TASK GOAL: Express every line of the listing below as a JSON list of strings, one string per line, leaving out any blank lines.
>> start RECORDS FOR THIS EXERCISE
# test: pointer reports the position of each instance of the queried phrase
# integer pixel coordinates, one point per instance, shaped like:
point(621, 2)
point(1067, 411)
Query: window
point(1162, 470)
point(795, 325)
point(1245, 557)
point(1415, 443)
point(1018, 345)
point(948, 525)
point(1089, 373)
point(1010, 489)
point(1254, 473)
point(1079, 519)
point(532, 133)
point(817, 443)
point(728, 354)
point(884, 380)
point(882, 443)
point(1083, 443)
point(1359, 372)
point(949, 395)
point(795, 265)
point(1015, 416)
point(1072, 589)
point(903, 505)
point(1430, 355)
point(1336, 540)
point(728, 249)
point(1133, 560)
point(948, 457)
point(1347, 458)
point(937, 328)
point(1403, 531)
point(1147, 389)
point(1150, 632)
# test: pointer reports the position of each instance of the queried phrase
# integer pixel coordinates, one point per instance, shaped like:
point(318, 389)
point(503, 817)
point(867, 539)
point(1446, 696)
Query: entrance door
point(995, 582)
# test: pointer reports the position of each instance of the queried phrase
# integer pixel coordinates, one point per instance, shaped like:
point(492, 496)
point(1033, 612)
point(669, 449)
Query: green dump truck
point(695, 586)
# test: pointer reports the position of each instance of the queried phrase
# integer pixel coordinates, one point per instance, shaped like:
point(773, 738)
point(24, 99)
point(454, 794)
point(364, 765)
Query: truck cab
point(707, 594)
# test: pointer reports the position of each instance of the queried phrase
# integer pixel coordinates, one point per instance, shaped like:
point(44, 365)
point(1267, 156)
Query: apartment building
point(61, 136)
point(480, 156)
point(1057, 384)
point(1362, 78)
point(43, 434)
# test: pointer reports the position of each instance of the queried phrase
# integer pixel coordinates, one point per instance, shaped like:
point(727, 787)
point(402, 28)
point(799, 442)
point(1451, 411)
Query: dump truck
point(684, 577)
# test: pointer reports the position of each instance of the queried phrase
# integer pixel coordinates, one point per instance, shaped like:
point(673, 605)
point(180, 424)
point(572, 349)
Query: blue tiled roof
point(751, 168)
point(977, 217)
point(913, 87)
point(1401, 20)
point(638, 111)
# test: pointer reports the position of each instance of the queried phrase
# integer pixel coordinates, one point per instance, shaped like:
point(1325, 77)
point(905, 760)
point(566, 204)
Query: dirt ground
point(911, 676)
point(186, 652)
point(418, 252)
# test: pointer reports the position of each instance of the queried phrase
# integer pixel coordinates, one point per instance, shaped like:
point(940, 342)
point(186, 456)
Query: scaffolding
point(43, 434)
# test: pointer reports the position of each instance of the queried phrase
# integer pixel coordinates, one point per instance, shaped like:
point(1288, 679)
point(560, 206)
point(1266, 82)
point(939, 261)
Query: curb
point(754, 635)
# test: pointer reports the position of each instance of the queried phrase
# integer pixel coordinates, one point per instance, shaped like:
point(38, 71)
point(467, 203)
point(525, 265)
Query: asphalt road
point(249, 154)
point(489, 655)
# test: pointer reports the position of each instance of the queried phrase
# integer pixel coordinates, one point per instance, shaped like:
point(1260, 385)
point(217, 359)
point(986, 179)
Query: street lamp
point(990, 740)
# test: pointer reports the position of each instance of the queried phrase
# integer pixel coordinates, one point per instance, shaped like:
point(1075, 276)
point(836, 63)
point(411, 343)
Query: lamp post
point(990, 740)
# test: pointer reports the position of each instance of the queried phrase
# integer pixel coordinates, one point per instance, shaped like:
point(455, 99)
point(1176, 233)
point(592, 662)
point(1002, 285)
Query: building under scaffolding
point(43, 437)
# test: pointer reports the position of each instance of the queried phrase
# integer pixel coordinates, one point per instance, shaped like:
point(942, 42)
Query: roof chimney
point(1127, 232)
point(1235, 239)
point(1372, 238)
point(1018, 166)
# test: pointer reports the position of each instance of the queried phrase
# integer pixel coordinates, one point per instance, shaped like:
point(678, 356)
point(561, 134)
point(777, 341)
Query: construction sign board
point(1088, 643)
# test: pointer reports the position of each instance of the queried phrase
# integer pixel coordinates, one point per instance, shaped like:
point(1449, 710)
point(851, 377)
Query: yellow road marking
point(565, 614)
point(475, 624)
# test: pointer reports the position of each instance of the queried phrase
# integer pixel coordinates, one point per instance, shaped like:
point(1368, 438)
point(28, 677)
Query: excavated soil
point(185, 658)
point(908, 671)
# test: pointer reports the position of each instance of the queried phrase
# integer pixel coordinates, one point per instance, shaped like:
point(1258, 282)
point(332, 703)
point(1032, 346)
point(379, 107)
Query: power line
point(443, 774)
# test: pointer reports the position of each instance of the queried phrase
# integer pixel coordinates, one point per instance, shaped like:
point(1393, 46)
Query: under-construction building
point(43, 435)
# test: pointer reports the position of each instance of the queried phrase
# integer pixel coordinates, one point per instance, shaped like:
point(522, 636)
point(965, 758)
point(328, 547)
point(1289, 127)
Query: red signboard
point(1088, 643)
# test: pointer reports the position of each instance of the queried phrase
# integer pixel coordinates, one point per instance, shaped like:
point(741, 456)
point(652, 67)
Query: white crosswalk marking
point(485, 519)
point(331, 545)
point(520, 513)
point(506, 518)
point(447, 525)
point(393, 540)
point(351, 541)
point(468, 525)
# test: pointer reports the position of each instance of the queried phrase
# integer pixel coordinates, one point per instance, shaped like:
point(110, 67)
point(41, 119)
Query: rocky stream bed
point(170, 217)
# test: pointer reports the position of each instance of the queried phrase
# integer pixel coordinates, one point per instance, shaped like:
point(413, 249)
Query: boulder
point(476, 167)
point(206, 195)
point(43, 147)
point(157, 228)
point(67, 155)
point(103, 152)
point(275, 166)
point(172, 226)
>> end RECORDS FOR THIS EXERCISE
WRITTEN SOLUTION:
[
  "# test: pointer reports the position of each instance of the queried phrase",
  "# integer pixel coordinates, one point per instance, shaped like:",
  "point(621, 2)",
  "point(1067, 411)",
  "Query: window",
  "point(1162, 470)",
  "point(795, 325)",
  "point(1245, 557)",
  "point(1415, 443)",
  "point(1018, 345)",
  "point(948, 525)",
  "point(1089, 373)",
  "point(1010, 489)",
  "point(1254, 473)",
  "point(1079, 519)",
  "point(532, 133)",
  "point(817, 443)",
  "point(728, 354)",
  "point(884, 380)",
  "point(882, 443)",
  "point(1083, 443)",
  "point(1359, 372)",
  "point(949, 395)",
  "point(795, 265)",
  "point(1015, 416)",
  "point(1072, 589)",
  "point(903, 505)",
  "point(1430, 355)",
  "point(1336, 540)",
  "point(728, 249)",
  "point(1133, 560)",
  "point(948, 457)",
  "point(1347, 458)",
  "point(937, 328)",
  "point(1403, 531)",
  "point(1147, 389)",
  "point(1150, 632)",
  "# test: pointer reports the position of each instance of the queried phrase",
  "# integer pixel coordinates, one point per instance, shaped like:",
  "point(318, 389)",
  "point(503, 817)",
  "point(867, 539)",
  "point(1446, 696)",
  "Query: entrance door",
  "point(995, 582)",
  "# test: pointer reports the position of each instance of the queried phrase",
  "# integer pixel coordinates, one point per instance, shaped like:",
  "point(492, 496)",
  "point(1033, 612)",
  "point(669, 449)",
  "Query: green dump truck",
  "point(695, 586)",
  "# test: pointer reports the position of each instance of the queried phrase",
  "# integer pixel coordinates, one point per instance, shaped like:",
  "point(773, 738)",
  "point(24, 99)",
  "point(454, 794)",
  "point(364, 765)",
  "Query: truck cab",
  "point(707, 594)",
  "# test: pointer reports the position of each instance of the queried phrase",
  "# integer pixel coordinates, one point per instance, shaped like:",
  "point(44, 365)",
  "point(1267, 156)",
  "Query: apartment building",
  "point(61, 136)",
  "point(480, 156)",
  "point(1057, 384)",
  "point(1362, 78)",
  "point(43, 434)",
  "# test: pointer reports the position of each instance of the queried phrase",
  "# integer pixel coordinates, one point per instance, shaped like:",
  "point(727, 787)",
  "point(402, 28)",
  "point(799, 442)",
  "point(1451, 411)",
  "Query: dump truck",
  "point(684, 577)",
  "# test: pointer reports the position of each instance of the queried phrase",
  "# integer pixel coordinates, one point per instance, shaped like:",
  "point(673, 605)",
  "point(180, 424)",
  "point(572, 349)",
  "Query: blue tiled roof",
  "point(751, 168)",
  "point(977, 217)",
  "point(913, 87)",
  "point(1401, 20)",
  "point(638, 111)",
  "# test: pointer reports the position of each instance of the queried phrase",
  "# integer pixel coordinates, one point per instance, shaped like:",
  "point(1325, 77)",
  "point(905, 760)",
  "point(566, 204)",
  "Query: dirt ground",
  "point(911, 676)",
  "point(186, 652)",
  "point(418, 252)",
  "# test: pointer reports the position of each instance of the queried phrase",
  "# integer pixel coordinates, one point per instance, shaped like:",
  "point(940, 342)",
  "point(186, 456)",
  "Query: scaffolding",
  "point(43, 434)",
  "# test: pointer reports the position of each instance of the queried phrase",
  "# integer pixel coordinates, one point per instance, shaped like:",
  "point(1288, 679)",
  "point(560, 206)",
  "point(1266, 82)",
  "point(939, 261)",
  "Query: curb",
  "point(754, 635)",
  "# test: pointer reports the position of each instance of the queried phrase",
  "# integer pixel coordinates, one point per instance, shaped like:",
  "point(38, 71)",
  "point(467, 203)",
  "point(525, 265)",
  "Query: asphalt road",
  "point(249, 154)",
  "point(489, 655)",
  "# test: pointer reports the position of each instance of the queried phrase",
  "# integer pixel coordinates, one point per instance, shaped like:",
  "point(1260, 385)",
  "point(217, 359)",
  "point(986, 179)",
  "Query: street lamp",
  "point(990, 740)",
  "# test: pointer reports the position of each instance of the queried phrase",
  "# integer pixel coordinates, one point per instance, shaped like:",
  "point(1075, 276)",
  "point(836, 63)",
  "point(411, 343)",
  "Query: lamp post",
  "point(990, 740)",
  "# test: pointer reports the position of each instance of the queried phrase",
  "# integer pixel coordinates, one point per instance, shaped like:",
  "point(455, 99)",
  "point(1176, 233)",
  "point(592, 662)",
  "point(1002, 285)",
  "Query: building under scaffolding",
  "point(43, 437)",
  "# test: pointer reports the position of each instance of the queried phrase",
  "# integer pixel coordinates, one point per instance, shaped like:",
  "point(942, 42)",
  "Query: roof chimney",
  "point(1127, 232)",
  "point(1235, 239)",
  "point(1372, 238)",
  "point(1018, 166)",
  "# test: pointer reports the position of each instance of the queried phrase",
  "# integer pixel coordinates, one point per instance, shaped like:",
  "point(678, 356)",
  "point(561, 134)",
  "point(777, 341)",
  "Query: construction sign board",
  "point(1088, 643)",
  "# test: pointer reports the position of each instance of the queried phrase",
  "# integer pixel coordinates, one point per instance, shaped like:",
  "point(1449, 710)",
  "point(851, 377)",
  "Query: yellow road marking",
  "point(565, 614)",
  "point(475, 624)",
  "# test: pointer reports the position of each instance of the queried phrase",
  "# integer pixel coordinates, one point per instance, shaped like:",
  "point(1368, 438)",
  "point(28, 677)",
  "Query: excavated soil",
  "point(185, 658)",
  "point(908, 671)",
  "# test: pointer reports the position of each instance of the queried phrase",
  "# integer pixel coordinates, one point per instance, shaped like:",
  "point(1258, 282)",
  "point(332, 703)",
  "point(1032, 346)",
  "point(379, 107)",
  "Query: power line",
  "point(443, 774)",
  "# test: pointer reports the position of each instance of the queried phrase",
  "# integer pixel coordinates, one point per instance, shaped like:",
  "point(1393, 46)",
  "Query: under-construction building",
  "point(43, 435)",
  "# test: pointer reports the position of each instance of the queried phrase",
  "# integer pixel coordinates, one point per instance, shaped like:",
  "point(522, 636)",
  "point(965, 758)",
  "point(328, 547)",
  "point(1289, 127)",
  "Query: red signboard",
  "point(1088, 643)",
  "# test: pointer reports the position of each instance of the queried phrase",
  "# integer pixel coordinates, one point per instance, shaped like:",
  "point(741, 456)",
  "point(652, 67)",
  "Query: white crosswalk marking",
  "point(485, 519)",
  "point(331, 545)",
  "point(520, 513)",
  "point(506, 518)",
  "point(447, 525)",
  "point(393, 540)",
  "point(351, 541)",
  "point(468, 525)",
  "# test: pointer reports the position of each instance of the queried phrase",
  "# integer pixel coordinates, one point per instance, shaped like:",
  "point(110, 67)",
  "point(41, 119)",
  "Query: rocky stream bed",
  "point(170, 217)",
  "# test: pointer reports the position of each instance of the queried phrase",
  "# integer pixel coordinates, one point per instance, shaped like:",
  "point(413, 249)",
  "Query: boulder",
  "point(476, 167)",
  "point(206, 195)",
  "point(43, 147)",
  "point(157, 228)",
  "point(67, 155)",
  "point(103, 152)",
  "point(275, 166)",
  "point(172, 226)"
]